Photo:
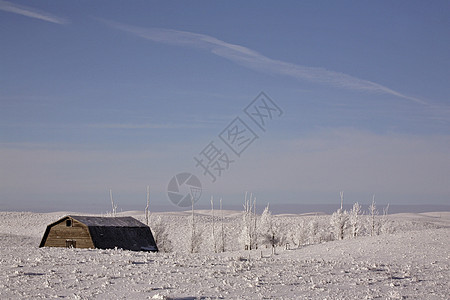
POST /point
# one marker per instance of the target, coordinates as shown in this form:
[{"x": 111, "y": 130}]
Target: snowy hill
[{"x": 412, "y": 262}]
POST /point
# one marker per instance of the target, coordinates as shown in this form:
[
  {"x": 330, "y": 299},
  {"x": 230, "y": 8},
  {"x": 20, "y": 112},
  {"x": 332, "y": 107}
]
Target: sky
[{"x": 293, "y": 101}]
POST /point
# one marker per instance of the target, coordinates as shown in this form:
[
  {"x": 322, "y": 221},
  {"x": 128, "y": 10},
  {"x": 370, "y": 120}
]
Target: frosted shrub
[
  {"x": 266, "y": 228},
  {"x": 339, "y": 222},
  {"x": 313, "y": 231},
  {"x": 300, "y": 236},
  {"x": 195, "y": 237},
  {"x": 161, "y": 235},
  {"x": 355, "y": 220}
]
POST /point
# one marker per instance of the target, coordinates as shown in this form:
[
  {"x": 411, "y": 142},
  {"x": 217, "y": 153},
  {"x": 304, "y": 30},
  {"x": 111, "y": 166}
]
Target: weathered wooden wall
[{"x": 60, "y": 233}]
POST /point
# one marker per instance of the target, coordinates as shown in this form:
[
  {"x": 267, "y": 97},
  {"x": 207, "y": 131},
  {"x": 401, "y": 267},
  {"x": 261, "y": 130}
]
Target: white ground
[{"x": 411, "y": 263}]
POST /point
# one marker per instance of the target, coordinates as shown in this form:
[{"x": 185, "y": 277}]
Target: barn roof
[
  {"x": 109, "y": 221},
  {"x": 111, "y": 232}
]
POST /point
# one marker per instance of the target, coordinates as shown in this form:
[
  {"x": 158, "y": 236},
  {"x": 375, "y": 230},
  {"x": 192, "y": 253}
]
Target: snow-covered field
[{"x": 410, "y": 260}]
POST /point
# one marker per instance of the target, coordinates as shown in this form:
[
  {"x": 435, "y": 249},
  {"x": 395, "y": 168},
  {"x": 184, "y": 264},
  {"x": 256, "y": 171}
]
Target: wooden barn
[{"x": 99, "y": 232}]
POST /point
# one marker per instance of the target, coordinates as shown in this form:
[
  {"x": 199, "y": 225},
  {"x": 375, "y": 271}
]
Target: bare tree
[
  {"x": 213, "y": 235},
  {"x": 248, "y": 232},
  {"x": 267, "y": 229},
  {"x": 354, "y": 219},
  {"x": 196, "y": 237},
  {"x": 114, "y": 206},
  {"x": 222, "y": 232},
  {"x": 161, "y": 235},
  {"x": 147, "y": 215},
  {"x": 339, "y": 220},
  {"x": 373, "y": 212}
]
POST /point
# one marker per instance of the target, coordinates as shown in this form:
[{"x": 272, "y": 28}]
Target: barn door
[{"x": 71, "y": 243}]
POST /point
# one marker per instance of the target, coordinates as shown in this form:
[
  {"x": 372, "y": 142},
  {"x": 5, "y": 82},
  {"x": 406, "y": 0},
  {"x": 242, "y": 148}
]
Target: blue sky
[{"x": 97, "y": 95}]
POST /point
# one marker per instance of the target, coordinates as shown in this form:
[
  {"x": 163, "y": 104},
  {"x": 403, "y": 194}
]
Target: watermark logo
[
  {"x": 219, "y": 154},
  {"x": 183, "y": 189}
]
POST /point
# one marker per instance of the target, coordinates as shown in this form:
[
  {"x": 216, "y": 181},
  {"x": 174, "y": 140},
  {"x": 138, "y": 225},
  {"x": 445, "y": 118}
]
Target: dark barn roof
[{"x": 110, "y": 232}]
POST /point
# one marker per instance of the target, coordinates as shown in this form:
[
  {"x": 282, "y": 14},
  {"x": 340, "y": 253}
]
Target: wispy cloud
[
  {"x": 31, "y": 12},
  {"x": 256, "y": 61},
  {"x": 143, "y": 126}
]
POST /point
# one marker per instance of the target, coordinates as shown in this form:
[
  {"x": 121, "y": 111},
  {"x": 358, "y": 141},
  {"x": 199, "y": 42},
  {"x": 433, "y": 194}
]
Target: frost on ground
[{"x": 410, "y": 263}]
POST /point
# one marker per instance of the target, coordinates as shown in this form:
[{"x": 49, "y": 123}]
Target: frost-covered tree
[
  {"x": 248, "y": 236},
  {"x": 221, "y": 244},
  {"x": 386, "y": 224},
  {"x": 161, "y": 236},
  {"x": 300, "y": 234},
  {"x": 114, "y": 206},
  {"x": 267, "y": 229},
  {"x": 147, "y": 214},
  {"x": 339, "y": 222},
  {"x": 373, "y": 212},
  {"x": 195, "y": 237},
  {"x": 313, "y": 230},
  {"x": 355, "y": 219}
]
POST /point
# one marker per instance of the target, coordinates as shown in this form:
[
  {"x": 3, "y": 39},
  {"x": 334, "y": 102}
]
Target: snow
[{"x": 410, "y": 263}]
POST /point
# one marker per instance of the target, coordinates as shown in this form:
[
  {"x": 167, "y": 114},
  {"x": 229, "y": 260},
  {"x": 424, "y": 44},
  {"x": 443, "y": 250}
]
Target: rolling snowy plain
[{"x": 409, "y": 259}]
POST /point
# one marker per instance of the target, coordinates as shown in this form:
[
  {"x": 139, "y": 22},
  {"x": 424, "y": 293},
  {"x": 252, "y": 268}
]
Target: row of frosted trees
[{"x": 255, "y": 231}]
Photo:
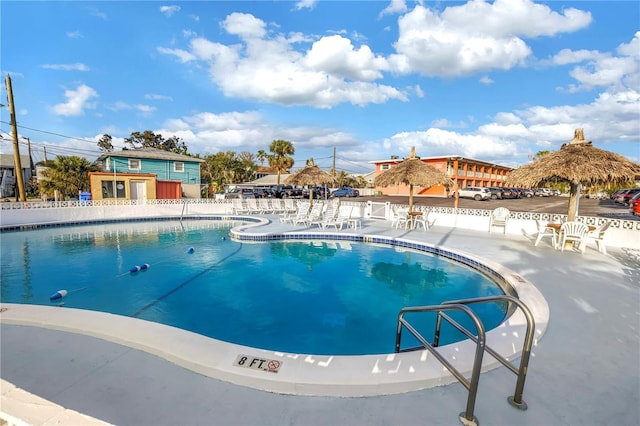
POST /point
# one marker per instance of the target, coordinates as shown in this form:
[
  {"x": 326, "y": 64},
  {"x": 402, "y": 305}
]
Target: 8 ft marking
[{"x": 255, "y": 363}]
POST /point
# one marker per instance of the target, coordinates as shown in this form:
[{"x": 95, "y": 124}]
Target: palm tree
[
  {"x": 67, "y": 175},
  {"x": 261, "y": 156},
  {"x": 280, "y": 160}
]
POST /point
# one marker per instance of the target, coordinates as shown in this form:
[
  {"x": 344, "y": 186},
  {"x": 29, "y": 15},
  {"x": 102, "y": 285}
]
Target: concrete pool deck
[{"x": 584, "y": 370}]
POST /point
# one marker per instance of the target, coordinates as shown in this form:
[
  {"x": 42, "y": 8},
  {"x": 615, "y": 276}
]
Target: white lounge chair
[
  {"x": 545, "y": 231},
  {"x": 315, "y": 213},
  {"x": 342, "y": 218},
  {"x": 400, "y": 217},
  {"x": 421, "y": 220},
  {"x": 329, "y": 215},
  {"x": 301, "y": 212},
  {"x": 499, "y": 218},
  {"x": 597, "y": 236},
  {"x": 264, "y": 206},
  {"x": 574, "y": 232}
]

**DIRECTIONS FOR THIS TASK**
A word-for-word copy of the records is needed, one that contains no pictures.

**RESULT FOR THIS TASK**
Photo:
POST /point
# one marker per instance of the target, coordinates as shown in this form:
[{"x": 111, "y": 130}]
Target: snowy hill
[{"x": 412, "y": 262}]
POST /point
# one marker per instance of the target, coordinates as shown in this form:
[
  {"x": 330, "y": 299},
  {"x": 230, "y": 8},
  {"x": 20, "y": 112},
  {"x": 332, "y": 107}
]
Target: sky
[{"x": 293, "y": 101}]
POST /point
# one marker per instance of the target, coordinates as shown in this form:
[
  {"x": 322, "y": 221},
  {"x": 128, "y": 10},
  {"x": 370, "y": 120}
]
Target: frosted shrub
[
  {"x": 266, "y": 228},
  {"x": 339, "y": 222},
  {"x": 313, "y": 231},
  {"x": 300, "y": 236},
  {"x": 195, "y": 237},
  {"x": 161, "y": 235},
  {"x": 355, "y": 220}
]
POST /point
# one marker per instance of the target, coordinates as shown in this form:
[
  {"x": 411, "y": 142},
  {"x": 217, "y": 153},
  {"x": 304, "y": 30},
  {"x": 111, "y": 166}
]
Target: weathered wooden wall
[{"x": 60, "y": 233}]
POST /point
# one marker per instance of the target, coordinates as shown in this form:
[
  {"x": 267, "y": 97},
  {"x": 207, "y": 131},
  {"x": 401, "y": 267},
  {"x": 261, "y": 130}
]
Target: white ground
[{"x": 411, "y": 263}]
POST /point
# one marker per instance of the target, coordinates as shown in this form:
[{"x": 185, "y": 277}]
Target: barn roof
[
  {"x": 109, "y": 221},
  {"x": 111, "y": 232}
]
POST /point
# one marker per instance of the target, coordinates as shown in this form:
[
  {"x": 158, "y": 236},
  {"x": 375, "y": 230},
  {"x": 192, "y": 253}
]
Target: snow-covered field
[{"x": 410, "y": 260}]
POST /point
# one marker per instance of the target, coordinates as shown in this form:
[
  {"x": 435, "y": 249},
  {"x": 395, "y": 168},
  {"x": 184, "y": 264},
  {"x": 256, "y": 171}
]
Target: wooden barn
[{"x": 99, "y": 232}]
POST /point
# one marker per instance of the target, coordinates as shown in this form:
[
  {"x": 199, "y": 225},
  {"x": 375, "y": 271}
]
Target: bare tree
[
  {"x": 213, "y": 235},
  {"x": 248, "y": 232},
  {"x": 267, "y": 229},
  {"x": 354, "y": 219},
  {"x": 196, "y": 237},
  {"x": 114, "y": 206},
  {"x": 222, "y": 232},
  {"x": 161, "y": 235},
  {"x": 147, "y": 215},
  {"x": 339, "y": 220},
  {"x": 373, "y": 212}
]
POST /point
# one marker per instance of the target, coordinates as shown in this form:
[{"x": 272, "y": 28}]
Target: barn door
[{"x": 71, "y": 243}]
POST /point
# one marker per instance of the target, coordinates as shown in this form:
[
  {"x": 372, "y": 142},
  {"x": 5, "y": 82},
  {"x": 406, "y": 0},
  {"x": 242, "y": 148}
]
Target: blue sky
[{"x": 97, "y": 95}]
POST /point
# one marker per instance of the target, coordinates as shown in this form:
[
  {"x": 163, "y": 104},
  {"x": 403, "y": 194}
]
Target: watermark logo
[
  {"x": 219, "y": 154},
  {"x": 183, "y": 189}
]
POST /point
# one marker per instance of the target, coordinates as shown in this form:
[
  {"x": 216, "y": 181},
  {"x": 174, "y": 140},
  {"x": 138, "y": 225},
  {"x": 445, "y": 118}
]
Target: dark barn roof
[{"x": 110, "y": 232}]
POST /point
# one marker per instance of the target, coordinates as shown in this form:
[
  {"x": 282, "y": 14},
  {"x": 340, "y": 253}
]
Target: wispy cloud
[
  {"x": 31, "y": 12},
  {"x": 256, "y": 61},
  {"x": 143, "y": 126}
]
POST /point
# one marker per instance of the target, coordinates as shown in this form:
[
  {"x": 121, "y": 111},
  {"x": 358, "y": 141},
  {"x": 199, "y": 42},
  {"x": 433, "y": 194}
]
Target: frost on ground
[{"x": 410, "y": 263}]
POST /point
# one marker per instance of the target, coordinates as shown in this form:
[{"x": 49, "y": 123}]
Target: frost-covered tree
[
  {"x": 248, "y": 236},
  {"x": 221, "y": 244},
  {"x": 386, "y": 224},
  {"x": 161, "y": 236},
  {"x": 300, "y": 234},
  {"x": 114, "y": 206},
  {"x": 267, "y": 229},
  {"x": 147, "y": 214},
  {"x": 339, "y": 222},
  {"x": 373, "y": 212},
  {"x": 195, "y": 237},
  {"x": 313, "y": 230},
  {"x": 355, "y": 219}
]
POST /point
# one marker per instance of the target, coordinates as shown in this form:
[
  {"x": 3, "y": 39},
  {"x": 334, "y": 102}
]
Target: snow
[{"x": 410, "y": 263}]
POST /point
# one marker per instance of the target, coordinates as shown in this form:
[
  {"x": 167, "y": 114},
  {"x": 229, "y": 260},
  {"x": 424, "y": 44},
  {"x": 443, "y": 250}
]
Target: rolling snowy plain
[{"x": 409, "y": 259}]
POST /point
# one marker per instance of the target, coordinates as shown in this form:
[
  {"x": 139, "y": 22},
  {"x": 424, "y": 293},
  {"x": 252, "y": 268}
]
Target: row of frosted trees
[{"x": 255, "y": 231}]
Photo:
POST /point
# one marker per instance of the target, coordinates as shown in this form:
[
  {"x": 326, "y": 64},
  {"x": 402, "y": 305}
]
Target: 8 ft marking
[{"x": 255, "y": 363}]
POST /point
# one marker per instance of the target, coordinates as shown in this form:
[{"x": 95, "y": 124}]
Target: palm tree
[
  {"x": 67, "y": 175},
  {"x": 261, "y": 156},
  {"x": 280, "y": 160}
]
POST /point
# one marker per instance of the target, coordinates as shown in this form:
[
  {"x": 344, "y": 186},
  {"x": 29, "y": 15},
  {"x": 102, "y": 285}
]
Target: concrete pool deck
[{"x": 584, "y": 370}]
POST /point
# one marker per instance of the target, coordinates as shown in this form:
[
  {"x": 42, "y": 8},
  {"x": 615, "y": 276}
]
Target: white lounge chair
[
  {"x": 545, "y": 231},
  {"x": 315, "y": 213},
  {"x": 342, "y": 218},
  {"x": 400, "y": 217},
  {"x": 421, "y": 220},
  {"x": 329, "y": 215},
  {"x": 301, "y": 212},
  {"x": 499, "y": 218},
  {"x": 597, "y": 236},
  {"x": 264, "y": 206},
  {"x": 574, "y": 232}
]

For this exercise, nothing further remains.